## WHAT THE TASK ASKS
Quote exactly the lines from the one with "[locate] tree line (one dot each)" to the end of the data, both included; omit the pictures.

## RECORDS

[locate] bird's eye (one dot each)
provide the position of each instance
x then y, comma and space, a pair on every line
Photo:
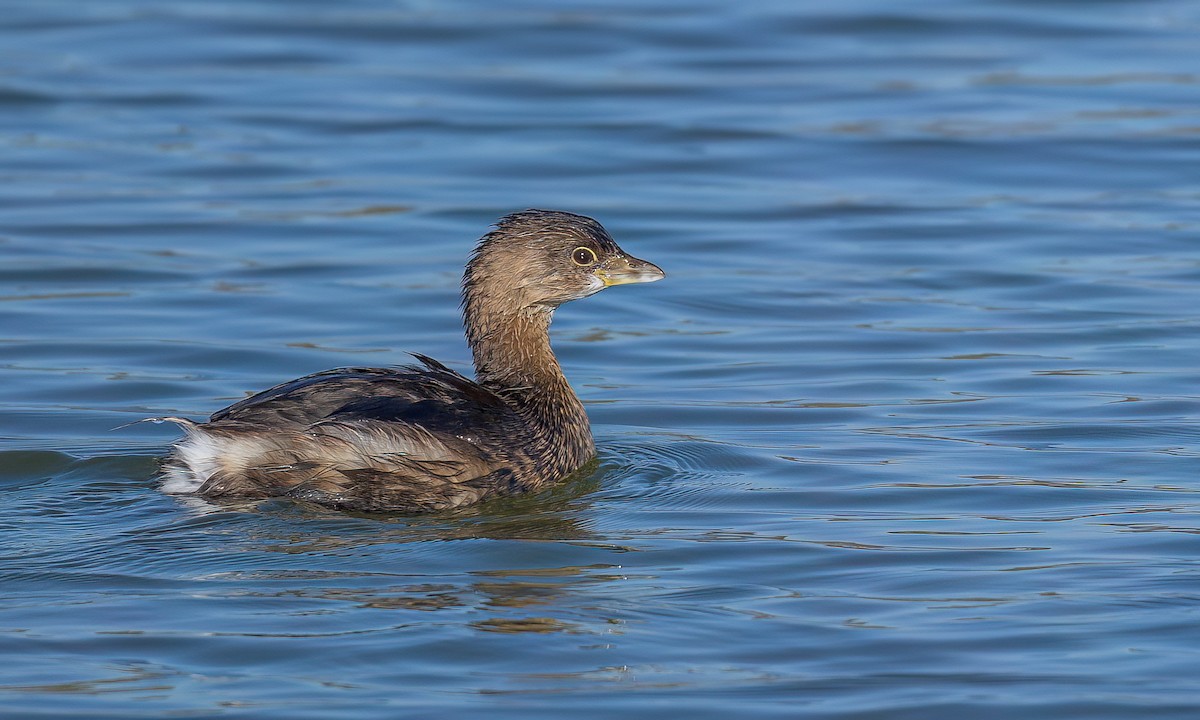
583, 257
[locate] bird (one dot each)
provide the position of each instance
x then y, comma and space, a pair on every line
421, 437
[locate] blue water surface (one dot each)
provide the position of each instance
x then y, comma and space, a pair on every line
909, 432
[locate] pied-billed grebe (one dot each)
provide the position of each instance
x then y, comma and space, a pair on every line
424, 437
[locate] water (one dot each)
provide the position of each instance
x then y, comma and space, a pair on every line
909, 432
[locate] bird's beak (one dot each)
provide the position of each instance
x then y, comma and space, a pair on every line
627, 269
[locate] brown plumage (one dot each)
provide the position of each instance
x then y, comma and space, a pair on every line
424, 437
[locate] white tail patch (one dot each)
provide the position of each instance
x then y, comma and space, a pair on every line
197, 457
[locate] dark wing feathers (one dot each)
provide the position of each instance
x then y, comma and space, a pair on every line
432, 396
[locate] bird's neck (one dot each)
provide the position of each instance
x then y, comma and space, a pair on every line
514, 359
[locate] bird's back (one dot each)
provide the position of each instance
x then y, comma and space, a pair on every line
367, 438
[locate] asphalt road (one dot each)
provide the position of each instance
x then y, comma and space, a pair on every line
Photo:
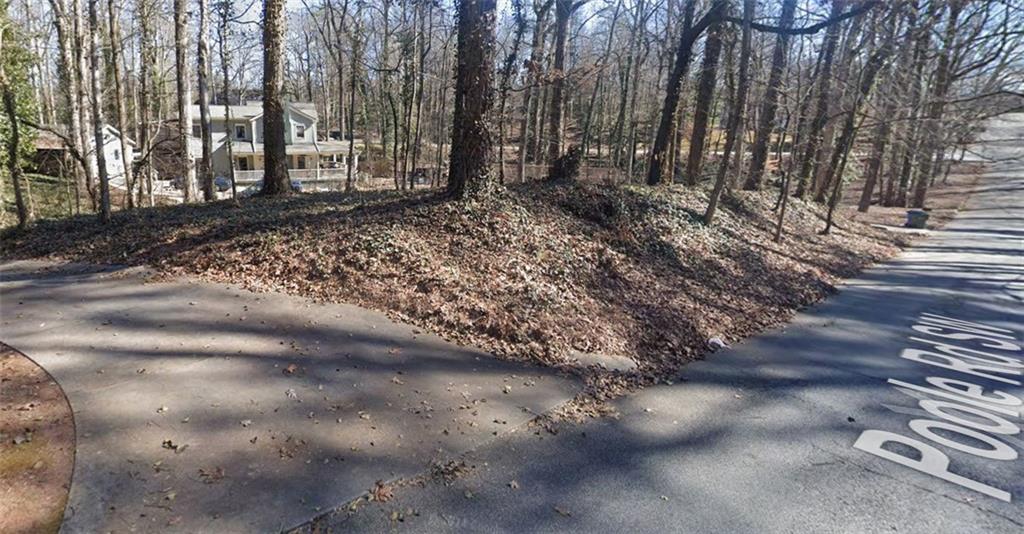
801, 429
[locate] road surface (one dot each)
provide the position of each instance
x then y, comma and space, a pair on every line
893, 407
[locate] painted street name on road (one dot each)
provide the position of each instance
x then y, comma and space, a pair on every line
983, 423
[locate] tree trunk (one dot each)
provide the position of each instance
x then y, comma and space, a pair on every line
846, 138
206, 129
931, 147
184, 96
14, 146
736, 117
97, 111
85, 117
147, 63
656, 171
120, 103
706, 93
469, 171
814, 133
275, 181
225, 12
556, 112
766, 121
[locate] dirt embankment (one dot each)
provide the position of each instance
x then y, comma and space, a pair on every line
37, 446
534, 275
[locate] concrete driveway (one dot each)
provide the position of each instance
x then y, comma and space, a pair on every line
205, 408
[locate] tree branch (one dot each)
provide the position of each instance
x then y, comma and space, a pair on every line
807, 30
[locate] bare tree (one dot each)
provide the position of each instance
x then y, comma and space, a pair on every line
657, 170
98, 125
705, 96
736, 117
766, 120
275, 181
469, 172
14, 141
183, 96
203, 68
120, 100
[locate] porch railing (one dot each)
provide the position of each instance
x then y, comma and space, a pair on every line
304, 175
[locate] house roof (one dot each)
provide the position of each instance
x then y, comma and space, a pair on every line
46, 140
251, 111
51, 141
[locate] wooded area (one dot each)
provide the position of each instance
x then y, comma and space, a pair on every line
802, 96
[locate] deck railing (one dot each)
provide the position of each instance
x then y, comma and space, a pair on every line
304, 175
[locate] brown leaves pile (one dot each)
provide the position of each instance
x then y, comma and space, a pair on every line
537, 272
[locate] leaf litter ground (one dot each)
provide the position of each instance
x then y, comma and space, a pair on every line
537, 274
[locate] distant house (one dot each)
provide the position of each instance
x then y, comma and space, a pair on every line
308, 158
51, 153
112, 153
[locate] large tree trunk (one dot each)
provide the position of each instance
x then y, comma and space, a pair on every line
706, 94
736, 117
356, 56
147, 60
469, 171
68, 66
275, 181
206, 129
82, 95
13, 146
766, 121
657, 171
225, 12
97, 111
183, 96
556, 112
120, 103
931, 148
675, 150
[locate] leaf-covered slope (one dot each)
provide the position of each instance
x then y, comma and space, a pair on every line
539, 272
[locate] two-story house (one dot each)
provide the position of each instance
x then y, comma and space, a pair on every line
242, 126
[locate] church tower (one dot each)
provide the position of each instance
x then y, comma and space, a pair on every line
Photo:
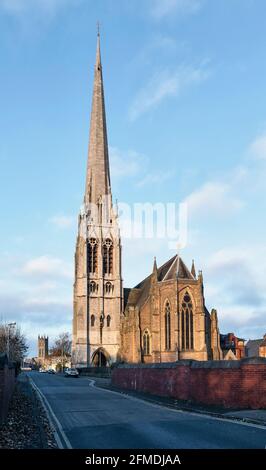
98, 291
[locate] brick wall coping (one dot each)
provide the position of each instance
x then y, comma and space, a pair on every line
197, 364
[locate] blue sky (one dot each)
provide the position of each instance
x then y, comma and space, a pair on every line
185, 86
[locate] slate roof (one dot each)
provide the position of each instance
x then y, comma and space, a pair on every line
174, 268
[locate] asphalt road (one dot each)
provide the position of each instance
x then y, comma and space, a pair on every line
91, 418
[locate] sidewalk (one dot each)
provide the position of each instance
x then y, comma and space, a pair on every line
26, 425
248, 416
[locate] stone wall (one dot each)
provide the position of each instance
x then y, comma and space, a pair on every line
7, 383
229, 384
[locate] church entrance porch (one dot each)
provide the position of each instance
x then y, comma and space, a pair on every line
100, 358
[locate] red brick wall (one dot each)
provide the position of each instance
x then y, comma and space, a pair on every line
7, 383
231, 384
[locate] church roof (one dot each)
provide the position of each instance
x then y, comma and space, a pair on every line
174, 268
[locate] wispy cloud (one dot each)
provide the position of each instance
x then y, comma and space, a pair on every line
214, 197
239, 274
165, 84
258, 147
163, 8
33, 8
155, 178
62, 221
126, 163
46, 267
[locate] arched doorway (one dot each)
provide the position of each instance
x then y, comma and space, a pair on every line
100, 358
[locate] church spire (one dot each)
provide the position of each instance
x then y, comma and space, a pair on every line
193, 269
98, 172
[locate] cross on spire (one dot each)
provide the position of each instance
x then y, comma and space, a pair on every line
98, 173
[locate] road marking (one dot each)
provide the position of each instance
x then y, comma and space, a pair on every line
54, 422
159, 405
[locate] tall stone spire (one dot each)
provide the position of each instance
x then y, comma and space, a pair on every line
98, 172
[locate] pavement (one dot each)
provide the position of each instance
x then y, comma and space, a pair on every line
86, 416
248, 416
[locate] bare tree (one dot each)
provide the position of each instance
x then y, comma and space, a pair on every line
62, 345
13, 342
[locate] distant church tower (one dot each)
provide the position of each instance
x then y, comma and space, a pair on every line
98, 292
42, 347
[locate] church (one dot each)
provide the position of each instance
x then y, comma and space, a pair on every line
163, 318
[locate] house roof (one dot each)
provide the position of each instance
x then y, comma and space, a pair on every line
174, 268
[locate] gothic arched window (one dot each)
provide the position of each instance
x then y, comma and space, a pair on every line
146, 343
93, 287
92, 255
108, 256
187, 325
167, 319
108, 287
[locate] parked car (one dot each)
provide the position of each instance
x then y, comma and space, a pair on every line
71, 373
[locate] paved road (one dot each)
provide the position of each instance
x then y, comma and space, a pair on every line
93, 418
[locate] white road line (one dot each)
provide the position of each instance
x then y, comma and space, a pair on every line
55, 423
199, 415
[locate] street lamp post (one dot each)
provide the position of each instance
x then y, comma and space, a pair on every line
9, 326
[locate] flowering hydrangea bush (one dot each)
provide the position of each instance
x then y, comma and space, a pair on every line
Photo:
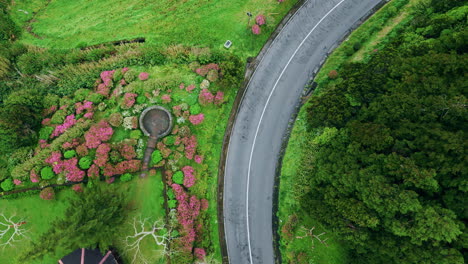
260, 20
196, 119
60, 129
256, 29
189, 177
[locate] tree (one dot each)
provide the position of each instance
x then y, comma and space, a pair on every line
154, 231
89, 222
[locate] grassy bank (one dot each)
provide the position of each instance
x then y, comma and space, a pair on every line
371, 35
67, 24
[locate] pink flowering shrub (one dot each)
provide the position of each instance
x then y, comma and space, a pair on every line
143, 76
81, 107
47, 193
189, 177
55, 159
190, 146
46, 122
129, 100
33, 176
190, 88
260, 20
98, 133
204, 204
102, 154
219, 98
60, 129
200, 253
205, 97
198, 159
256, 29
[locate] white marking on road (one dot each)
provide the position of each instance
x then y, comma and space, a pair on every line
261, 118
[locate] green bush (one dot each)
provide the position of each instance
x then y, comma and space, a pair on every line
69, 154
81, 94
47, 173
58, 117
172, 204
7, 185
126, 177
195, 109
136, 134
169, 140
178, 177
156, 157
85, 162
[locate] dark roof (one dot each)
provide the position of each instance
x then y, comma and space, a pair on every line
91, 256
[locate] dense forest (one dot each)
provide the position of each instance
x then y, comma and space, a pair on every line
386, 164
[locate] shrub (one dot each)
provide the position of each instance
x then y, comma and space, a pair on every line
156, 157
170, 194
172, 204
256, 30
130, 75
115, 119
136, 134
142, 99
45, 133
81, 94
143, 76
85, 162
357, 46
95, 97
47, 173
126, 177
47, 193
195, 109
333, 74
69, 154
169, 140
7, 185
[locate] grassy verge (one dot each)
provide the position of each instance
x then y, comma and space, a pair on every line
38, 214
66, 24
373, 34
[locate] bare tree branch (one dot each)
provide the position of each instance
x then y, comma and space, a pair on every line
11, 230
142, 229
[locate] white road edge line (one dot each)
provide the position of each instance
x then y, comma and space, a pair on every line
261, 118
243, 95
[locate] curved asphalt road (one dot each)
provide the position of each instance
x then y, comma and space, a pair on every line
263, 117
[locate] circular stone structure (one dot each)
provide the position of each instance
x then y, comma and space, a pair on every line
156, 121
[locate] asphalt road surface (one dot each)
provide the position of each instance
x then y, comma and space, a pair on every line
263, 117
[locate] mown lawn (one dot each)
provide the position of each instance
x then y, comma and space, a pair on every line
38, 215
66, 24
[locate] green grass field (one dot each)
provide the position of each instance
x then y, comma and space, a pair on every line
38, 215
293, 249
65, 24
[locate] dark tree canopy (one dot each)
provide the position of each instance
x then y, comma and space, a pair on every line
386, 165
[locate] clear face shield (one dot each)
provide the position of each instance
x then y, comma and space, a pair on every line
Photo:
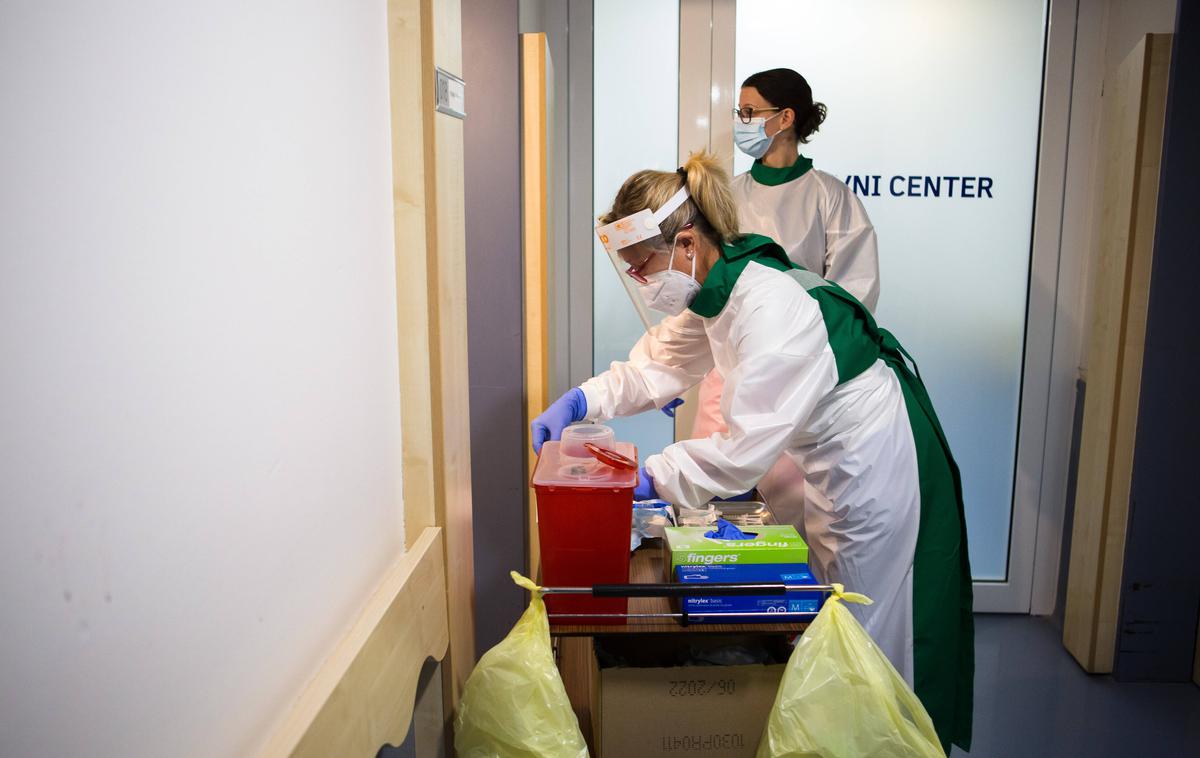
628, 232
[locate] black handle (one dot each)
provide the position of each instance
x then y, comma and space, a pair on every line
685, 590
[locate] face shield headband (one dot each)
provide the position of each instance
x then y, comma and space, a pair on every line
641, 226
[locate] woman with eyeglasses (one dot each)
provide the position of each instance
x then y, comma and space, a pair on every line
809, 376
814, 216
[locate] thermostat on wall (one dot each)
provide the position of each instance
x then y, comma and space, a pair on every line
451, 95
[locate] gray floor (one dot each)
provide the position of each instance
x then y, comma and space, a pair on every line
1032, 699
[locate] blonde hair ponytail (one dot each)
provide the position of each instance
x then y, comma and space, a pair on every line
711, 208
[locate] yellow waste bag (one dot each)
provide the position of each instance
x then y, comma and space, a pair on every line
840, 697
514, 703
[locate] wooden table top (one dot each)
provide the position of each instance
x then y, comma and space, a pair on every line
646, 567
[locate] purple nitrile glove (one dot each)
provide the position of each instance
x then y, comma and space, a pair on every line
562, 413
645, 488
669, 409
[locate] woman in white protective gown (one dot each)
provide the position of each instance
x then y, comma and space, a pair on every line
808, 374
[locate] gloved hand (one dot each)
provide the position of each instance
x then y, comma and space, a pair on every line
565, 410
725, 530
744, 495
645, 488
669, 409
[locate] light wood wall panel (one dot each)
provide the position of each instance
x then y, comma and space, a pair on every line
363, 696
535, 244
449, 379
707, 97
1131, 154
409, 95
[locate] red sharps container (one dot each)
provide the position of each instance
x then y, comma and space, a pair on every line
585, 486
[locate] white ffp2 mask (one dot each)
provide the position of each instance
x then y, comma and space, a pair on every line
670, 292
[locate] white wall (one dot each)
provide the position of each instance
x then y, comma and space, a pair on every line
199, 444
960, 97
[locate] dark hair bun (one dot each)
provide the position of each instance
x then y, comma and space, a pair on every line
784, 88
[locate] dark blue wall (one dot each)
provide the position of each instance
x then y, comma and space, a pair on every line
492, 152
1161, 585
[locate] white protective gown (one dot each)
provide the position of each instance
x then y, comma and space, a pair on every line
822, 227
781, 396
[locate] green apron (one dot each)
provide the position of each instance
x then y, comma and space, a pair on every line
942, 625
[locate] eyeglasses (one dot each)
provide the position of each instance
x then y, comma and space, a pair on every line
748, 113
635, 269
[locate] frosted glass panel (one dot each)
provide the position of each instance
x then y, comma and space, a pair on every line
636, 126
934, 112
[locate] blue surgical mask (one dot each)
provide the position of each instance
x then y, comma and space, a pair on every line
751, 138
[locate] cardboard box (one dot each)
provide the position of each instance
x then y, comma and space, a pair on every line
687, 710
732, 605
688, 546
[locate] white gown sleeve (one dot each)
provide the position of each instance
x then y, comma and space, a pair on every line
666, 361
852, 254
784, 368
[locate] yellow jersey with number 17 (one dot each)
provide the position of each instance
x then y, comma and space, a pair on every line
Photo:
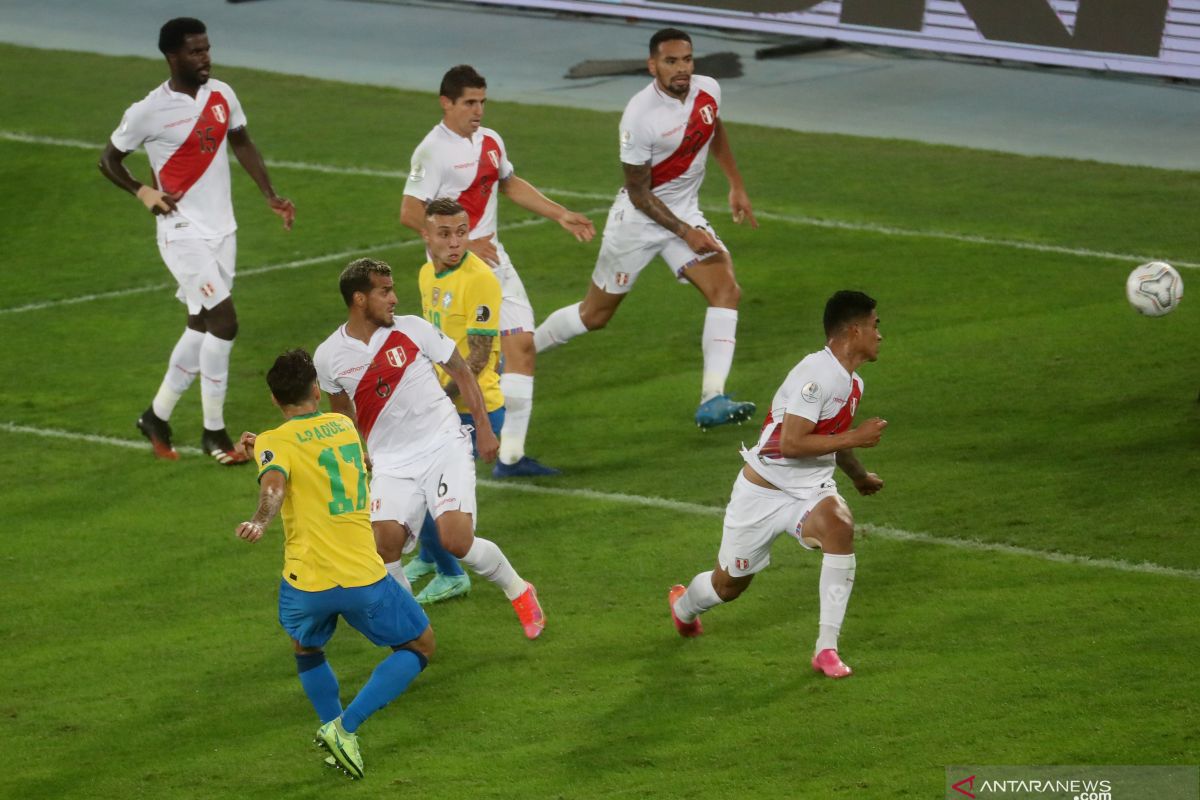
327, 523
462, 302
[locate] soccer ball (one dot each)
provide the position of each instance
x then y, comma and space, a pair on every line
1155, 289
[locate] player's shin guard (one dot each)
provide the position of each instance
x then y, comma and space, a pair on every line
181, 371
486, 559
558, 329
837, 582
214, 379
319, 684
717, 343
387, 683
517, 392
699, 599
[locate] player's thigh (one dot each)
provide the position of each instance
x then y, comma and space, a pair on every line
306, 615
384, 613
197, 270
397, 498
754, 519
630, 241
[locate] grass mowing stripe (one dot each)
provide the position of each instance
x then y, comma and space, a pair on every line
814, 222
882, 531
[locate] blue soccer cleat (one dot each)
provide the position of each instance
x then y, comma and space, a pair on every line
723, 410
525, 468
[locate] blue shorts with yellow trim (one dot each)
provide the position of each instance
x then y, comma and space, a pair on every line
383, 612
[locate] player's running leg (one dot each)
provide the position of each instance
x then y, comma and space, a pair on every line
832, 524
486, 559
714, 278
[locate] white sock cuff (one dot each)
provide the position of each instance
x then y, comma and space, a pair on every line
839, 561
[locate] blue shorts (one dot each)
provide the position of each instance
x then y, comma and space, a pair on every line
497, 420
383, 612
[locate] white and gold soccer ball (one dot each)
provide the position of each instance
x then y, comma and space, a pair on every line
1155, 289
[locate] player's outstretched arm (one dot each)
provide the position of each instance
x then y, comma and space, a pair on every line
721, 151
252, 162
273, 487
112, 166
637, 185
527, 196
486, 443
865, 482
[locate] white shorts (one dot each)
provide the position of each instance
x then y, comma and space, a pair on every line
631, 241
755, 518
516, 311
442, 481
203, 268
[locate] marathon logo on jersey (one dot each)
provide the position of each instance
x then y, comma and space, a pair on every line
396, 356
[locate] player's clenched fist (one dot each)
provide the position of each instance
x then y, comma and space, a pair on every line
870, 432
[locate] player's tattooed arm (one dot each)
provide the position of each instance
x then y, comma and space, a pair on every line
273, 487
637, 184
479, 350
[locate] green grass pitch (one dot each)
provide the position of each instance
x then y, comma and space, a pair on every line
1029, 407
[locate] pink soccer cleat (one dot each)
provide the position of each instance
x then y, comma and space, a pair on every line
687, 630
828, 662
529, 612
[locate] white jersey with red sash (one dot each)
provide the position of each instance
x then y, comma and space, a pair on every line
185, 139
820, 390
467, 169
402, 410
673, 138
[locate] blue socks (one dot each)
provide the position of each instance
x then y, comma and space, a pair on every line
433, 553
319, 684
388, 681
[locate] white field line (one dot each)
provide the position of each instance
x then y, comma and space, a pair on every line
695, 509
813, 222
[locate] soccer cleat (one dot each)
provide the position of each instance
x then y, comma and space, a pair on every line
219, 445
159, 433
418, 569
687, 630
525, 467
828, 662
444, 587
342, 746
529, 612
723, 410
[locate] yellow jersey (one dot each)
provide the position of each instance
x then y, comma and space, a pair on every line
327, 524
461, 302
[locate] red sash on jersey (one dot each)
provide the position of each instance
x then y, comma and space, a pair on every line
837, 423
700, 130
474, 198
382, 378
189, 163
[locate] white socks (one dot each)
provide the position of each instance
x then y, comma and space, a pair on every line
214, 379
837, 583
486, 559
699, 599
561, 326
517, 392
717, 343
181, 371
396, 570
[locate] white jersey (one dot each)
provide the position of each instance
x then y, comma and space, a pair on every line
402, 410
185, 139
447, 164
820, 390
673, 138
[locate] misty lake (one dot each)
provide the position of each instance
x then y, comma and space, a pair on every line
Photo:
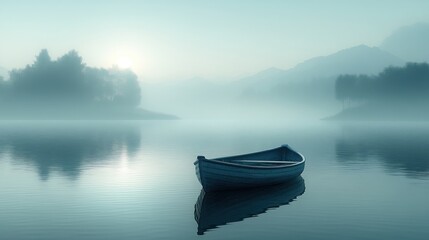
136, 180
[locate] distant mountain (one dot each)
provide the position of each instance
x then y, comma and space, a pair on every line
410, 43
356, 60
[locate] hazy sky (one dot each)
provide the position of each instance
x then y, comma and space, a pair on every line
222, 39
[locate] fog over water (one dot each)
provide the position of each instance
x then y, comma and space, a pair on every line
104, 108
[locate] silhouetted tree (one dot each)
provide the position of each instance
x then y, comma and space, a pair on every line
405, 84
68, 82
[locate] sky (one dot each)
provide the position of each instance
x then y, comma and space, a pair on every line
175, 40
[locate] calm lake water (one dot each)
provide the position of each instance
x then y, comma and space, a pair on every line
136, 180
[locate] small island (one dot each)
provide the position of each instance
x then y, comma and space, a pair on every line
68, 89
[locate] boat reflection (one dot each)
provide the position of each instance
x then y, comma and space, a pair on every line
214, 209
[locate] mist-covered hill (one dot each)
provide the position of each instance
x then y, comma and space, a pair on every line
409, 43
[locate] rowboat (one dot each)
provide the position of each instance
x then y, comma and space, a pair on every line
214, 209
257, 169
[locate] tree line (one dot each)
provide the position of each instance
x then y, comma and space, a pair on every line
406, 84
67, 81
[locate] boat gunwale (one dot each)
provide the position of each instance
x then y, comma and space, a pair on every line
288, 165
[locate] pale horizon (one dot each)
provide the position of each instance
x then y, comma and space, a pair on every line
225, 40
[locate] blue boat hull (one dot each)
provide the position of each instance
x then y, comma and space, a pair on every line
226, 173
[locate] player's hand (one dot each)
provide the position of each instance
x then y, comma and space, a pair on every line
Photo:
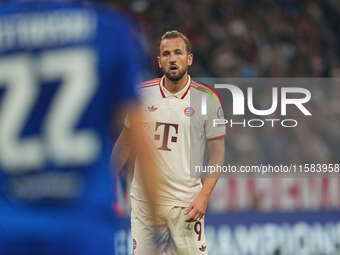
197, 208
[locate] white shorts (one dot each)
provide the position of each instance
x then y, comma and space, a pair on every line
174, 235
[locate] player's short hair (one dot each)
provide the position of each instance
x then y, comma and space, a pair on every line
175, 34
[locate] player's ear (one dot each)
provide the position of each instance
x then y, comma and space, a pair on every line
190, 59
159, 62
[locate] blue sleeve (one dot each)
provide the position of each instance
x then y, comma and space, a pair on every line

## OUTPUT FOR THIS TASK
[locate] tree line (one dot each)
provide the position of each instance
x then y, comma and space, a pair on every line
406, 84
67, 81
[locate] boat gunwale (one dot each)
provide the position of each instance
x then y, comma and space, a pair on every line
288, 165
[locate] pale horizon (one dot each)
provide the position of each instance
x then y, comma and space, a pair on every line
225, 40
[locate] blue boat hull (one dot each)
provide the position of each instance
x then y, comma and space, a pair on every line
226, 173
[locate] player's hand (one dot each)
provide the position of each instance
x then y, comma and space, a pair on every line
Photo:
197, 208
[locate] white shorts (one dot each)
provide the position of each instance
x then y, comma and space, a pair on every line
174, 235
[locate] player's short hair (one dot each)
provide the position of each instance
x then y, comma and space, a pair on every line
175, 34
[locate] player's ear (one dot each)
provide the position of each instance
x then y, comma and space, a pair on every line
190, 59
159, 62
[locate] blue sleeve (one dot each)
provide the position of each instance
x then y, comma and space, a pair on every line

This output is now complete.